# [Given problem 1]
Please turn the rows starting at the one that contains "Please point out the blue" and ending at the one that contains "(1201, 183)" into a JSON list of strings, one string per row, with blank rows left out.

— Begin Extract —

Addition Deleted Due to Incorrect Accrual Taxation of Duty Drawback Income;  ITAT Rejects Accrual Basis Taxation Due to Clear Statutory Provision Under Section 145B(3);  Mismatch with CBEC Data Not Sufficient for Accrual Taxation of Duty Drawback Income.

In Bando India Private Limited Vs ITO, the Income Tax Appellate Tribunal, Delhi Bench, considered the taxability of duty drawback income for Assessment Year 2018–19. The assessee had filed its return declaring NIL income and offered duty drawback income on a receipt basis, consistent with its past accounting practice. During limited scrutiny, the Assessing Officer noted a mismatch between income declared and data from the Central Board of Excise and Customs, observing that a larger amount had been sanctioned. Since the assessee followed the mercantile system, the Assessing Officer taxed the balance amount of ₹9,25,662 on an accrual basis under Section 143(3), which was upheld by the CIT(A).

Before the Tribunal, the assessee argued that Section 145B(3) of the Income Tax Act, 1961 mandates taxation of duty drawback in the year of receipt and that this method had been consistently followed and accepted in earlier years. The Revenue contended that sanction of the amount created reasonable certainty of receipt, justifying taxation on accrual basis.

— End Extract —
— Begin Dataset records —

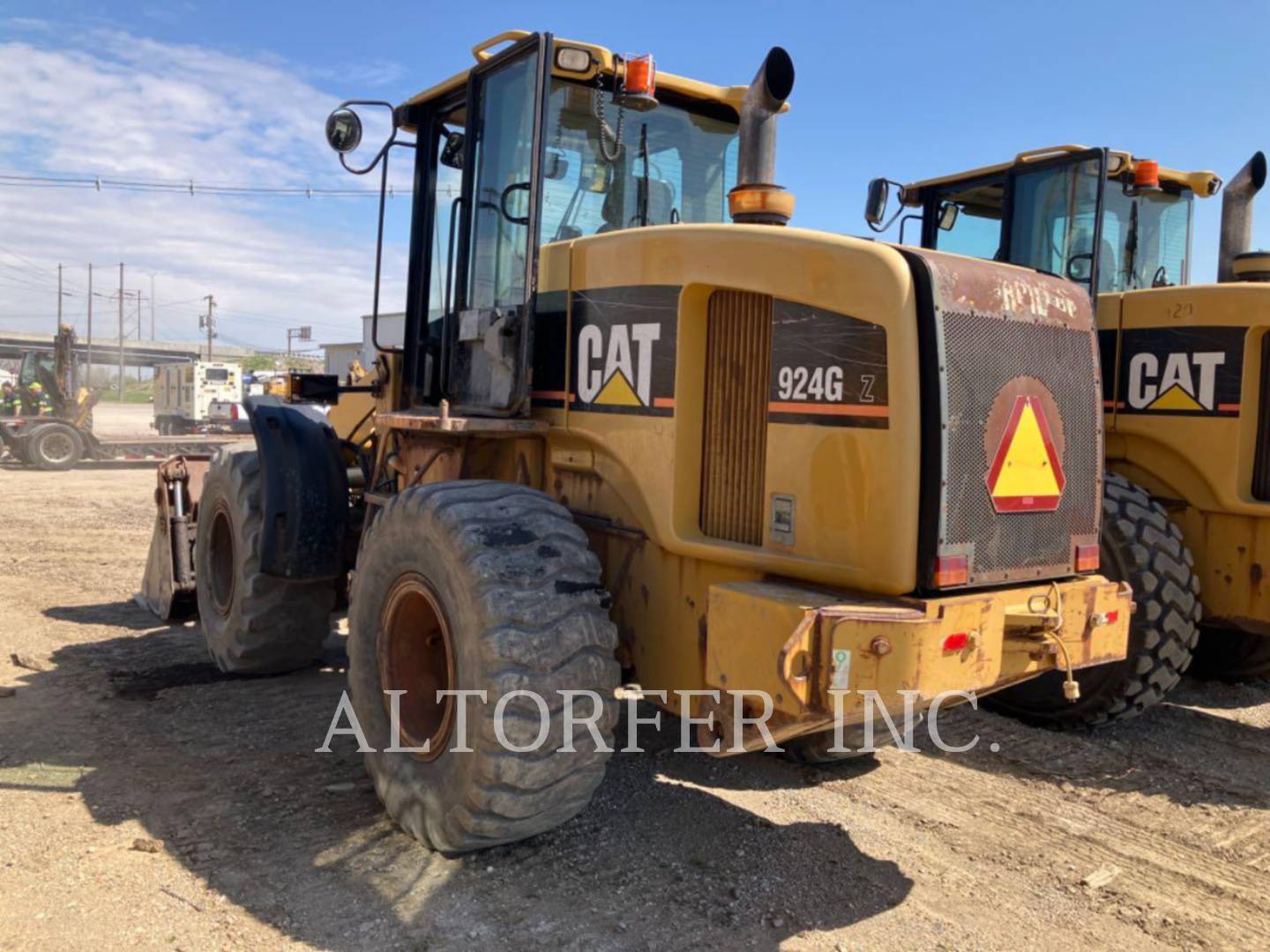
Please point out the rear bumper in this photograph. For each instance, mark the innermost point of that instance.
(800, 645)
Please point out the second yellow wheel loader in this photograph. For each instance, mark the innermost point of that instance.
(1185, 378)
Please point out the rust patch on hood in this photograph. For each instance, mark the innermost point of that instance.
(1005, 291)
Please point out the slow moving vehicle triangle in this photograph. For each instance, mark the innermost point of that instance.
(1027, 475)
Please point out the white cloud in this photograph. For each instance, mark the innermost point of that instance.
(115, 104)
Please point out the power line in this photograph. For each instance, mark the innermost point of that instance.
(190, 185)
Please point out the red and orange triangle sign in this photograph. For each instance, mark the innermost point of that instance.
(1027, 475)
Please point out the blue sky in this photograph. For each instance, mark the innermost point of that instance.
(238, 92)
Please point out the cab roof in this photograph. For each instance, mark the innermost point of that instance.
(602, 61)
(1201, 183)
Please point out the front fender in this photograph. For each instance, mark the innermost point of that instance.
(305, 492)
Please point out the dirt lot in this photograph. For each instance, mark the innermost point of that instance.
(1151, 834)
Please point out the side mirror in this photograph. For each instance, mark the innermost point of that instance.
(1080, 267)
(343, 131)
(556, 167)
(875, 206)
(452, 152)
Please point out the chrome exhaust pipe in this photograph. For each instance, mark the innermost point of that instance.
(757, 197)
(1237, 215)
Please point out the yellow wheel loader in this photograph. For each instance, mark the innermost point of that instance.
(1185, 386)
(641, 432)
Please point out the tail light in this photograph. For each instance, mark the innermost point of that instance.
(952, 570)
(1087, 559)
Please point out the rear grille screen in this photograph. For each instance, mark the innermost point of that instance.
(1261, 461)
(735, 447)
(981, 354)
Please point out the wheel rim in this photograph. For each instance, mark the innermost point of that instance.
(57, 449)
(415, 655)
(221, 562)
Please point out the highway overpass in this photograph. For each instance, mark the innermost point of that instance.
(106, 351)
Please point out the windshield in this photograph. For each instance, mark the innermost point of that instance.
(1145, 242)
(672, 165)
(1054, 210)
(1146, 239)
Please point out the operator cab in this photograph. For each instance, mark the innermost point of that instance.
(542, 141)
(1052, 208)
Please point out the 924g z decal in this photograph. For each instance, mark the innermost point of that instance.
(828, 369)
(1177, 371)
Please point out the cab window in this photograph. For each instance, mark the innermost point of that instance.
(967, 219)
(673, 164)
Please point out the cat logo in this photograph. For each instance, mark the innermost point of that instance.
(1175, 381)
(617, 371)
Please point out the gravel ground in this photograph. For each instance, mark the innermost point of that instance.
(147, 800)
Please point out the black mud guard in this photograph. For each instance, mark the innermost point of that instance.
(305, 492)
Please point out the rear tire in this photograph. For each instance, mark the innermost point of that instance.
(502, 594)
(55, 447)
(1231, 655)
(1139, 545)
(253, 623)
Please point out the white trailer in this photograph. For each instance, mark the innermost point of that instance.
(192, 398)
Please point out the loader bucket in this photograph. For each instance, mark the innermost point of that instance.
(168, 587)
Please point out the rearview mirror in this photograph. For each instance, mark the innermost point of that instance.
(1080, 267)
(452, 152)
(343, 131)
(556, 167)
(875, 206)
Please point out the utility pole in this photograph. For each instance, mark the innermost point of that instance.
(210, 323)
(90, 326)
(299, 334)
(121, 331)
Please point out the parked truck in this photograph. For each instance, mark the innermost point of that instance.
(198, 398)
(61, 435)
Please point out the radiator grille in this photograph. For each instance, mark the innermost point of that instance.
(1261, 458)
(738, 369)
(982, 354)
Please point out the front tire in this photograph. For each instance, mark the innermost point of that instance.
(1139, 545)
(55, 447)
(481, 585)
(253, 623)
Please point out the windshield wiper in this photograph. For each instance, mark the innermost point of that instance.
(1131, 245)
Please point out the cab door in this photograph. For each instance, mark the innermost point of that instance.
(1053, 215)
(489, 329)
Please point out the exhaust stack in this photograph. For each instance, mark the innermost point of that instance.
(757, 198)
(1237, 215)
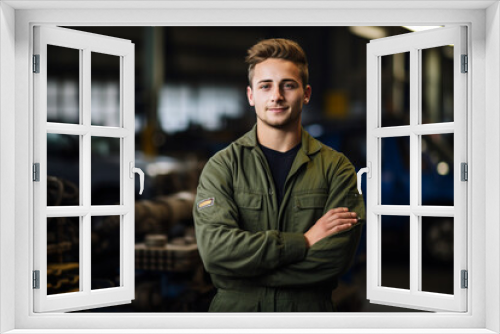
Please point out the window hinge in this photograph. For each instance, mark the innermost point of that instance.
(36, 279)
(465, 171)
(465, 279)
(36, 172)
(465, 64)
(36, 63)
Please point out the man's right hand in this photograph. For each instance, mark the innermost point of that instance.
(334, 221)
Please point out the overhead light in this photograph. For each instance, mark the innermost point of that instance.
(368, 32)
(421, 28)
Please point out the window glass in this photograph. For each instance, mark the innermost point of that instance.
(105, 171)
(437, 169)
(63, 85)
(437, 84)
(63, 170)
(105, 253)
(395, 97)
(395, 231)
(437, 254)
(105, 92)
(395, 170)
(63, 255)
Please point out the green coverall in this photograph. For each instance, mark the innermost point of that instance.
(254, 250)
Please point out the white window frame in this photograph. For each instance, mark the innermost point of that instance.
(484, 103)
(123, 50)
(413, 44)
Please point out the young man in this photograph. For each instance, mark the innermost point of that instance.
(277, 215)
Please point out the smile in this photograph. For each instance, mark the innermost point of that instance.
(277, 109)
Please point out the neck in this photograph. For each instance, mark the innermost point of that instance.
(281, 140)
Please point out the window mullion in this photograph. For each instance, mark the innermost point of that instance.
(414, 171)
(85, 161)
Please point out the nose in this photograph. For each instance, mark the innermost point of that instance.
(276, 94)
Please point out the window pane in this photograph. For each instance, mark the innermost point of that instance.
(437, 254)
(395, 171)
(437, 170)
(395, 231)
(105, 254)
(105, 91)
(63, 85)
(63, 170)
(437, 84)
(63, 255)
(105, 169)
(395, 99)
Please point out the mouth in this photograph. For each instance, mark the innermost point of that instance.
(277, 109)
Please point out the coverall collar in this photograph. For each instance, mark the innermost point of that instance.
(310, 145)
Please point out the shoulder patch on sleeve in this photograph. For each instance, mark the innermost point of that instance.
(205, 203)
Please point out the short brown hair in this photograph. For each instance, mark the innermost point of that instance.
(277, 48)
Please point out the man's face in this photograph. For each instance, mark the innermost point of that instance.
(278, 94)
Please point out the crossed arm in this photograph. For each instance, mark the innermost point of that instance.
(275, 258)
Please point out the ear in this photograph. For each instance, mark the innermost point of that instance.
(250, 96)
(307, 94)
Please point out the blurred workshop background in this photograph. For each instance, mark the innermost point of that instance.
(190, 102)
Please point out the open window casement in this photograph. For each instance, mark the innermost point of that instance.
(415, 127)
(76, 140)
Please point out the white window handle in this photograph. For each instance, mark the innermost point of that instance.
(368, 171)
(141, 175)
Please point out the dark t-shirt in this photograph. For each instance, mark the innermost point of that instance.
(280, 164)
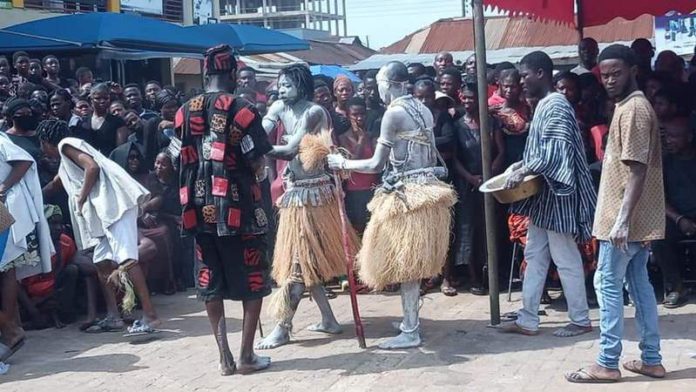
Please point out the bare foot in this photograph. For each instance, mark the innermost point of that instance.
(402, 340)
(594, 374)
(227, 367)
(638, 367)
(278, 337)
(571, 330)
(256, 364)
(330, 327)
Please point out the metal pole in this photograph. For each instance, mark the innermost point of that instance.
(581, 19)
(489, 203)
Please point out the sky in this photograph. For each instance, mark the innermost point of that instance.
(383, 22)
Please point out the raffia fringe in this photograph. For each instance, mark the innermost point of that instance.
(407, 240)
(313, 237)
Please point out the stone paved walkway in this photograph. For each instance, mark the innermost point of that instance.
(460, 353)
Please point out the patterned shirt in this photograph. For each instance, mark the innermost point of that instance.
(555, 150)
(633, 136)
(221, 137)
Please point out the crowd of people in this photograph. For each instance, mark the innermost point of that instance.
(131, 135)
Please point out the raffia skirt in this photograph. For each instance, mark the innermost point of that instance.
(408, 234)
(310, 235)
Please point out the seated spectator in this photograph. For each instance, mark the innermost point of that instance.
(343, 91)
(679, 168)
(375, 107)
(4, 89)
(49, 299)
(84, 77)
(5, 67)
(134, 100)
(51, 67)
(247, 79)
(513, 115)
(671, 64)
(160, 274)
(117, 108)
(35, 70)
(83, 108)
(20, 60)
(168, 104)
(152, 88)
(101, 129)
(359, 188)
(22, 123)
(324, 98)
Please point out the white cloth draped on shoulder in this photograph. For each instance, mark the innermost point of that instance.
(25, 203)
(114, 193)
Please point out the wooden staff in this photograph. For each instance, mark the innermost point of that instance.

— End Dataset records —

# [Given problem 2]
In the duty drawback ruling, restate the passage starting at "In Bando India" and ending at "by the CIT(A).", with "Assessing Officer" replaced by "AO" wherever it occurs.

# [Correct output 1]
[
  "Please point out the blue sky in this photograph. For each instance, mark the innermost point of that instance.",
  "(238, 92)",
  "Please point out the cab roof in this photograph. For each instance, mark the innermost point of that instance.",
  "(602, 61)",
  "(1201, 183)"
]

# [Correct output 2]
In Bando India Private Limited Vs ITO, the Income Tax Appellate Tribunal, Delhi Bench, considered the taxability of duty drawback income for Assessment Year 2018–19. The assessee had filed its return declaring NIL income and offered duty drawback income on a receipt basis, consistent with its past accounting practice. During limited scrutiny, the AO noted a mismatch between income declared and data from the Central Board of Excise and Customs, observing that a larger amount had been sanctioned. Since the assessee followed the mercantile system, the AO taxed the balance amount of ₹9,25,662 on an accrual basis under Section 143(3), which was upheld by the CIT(A).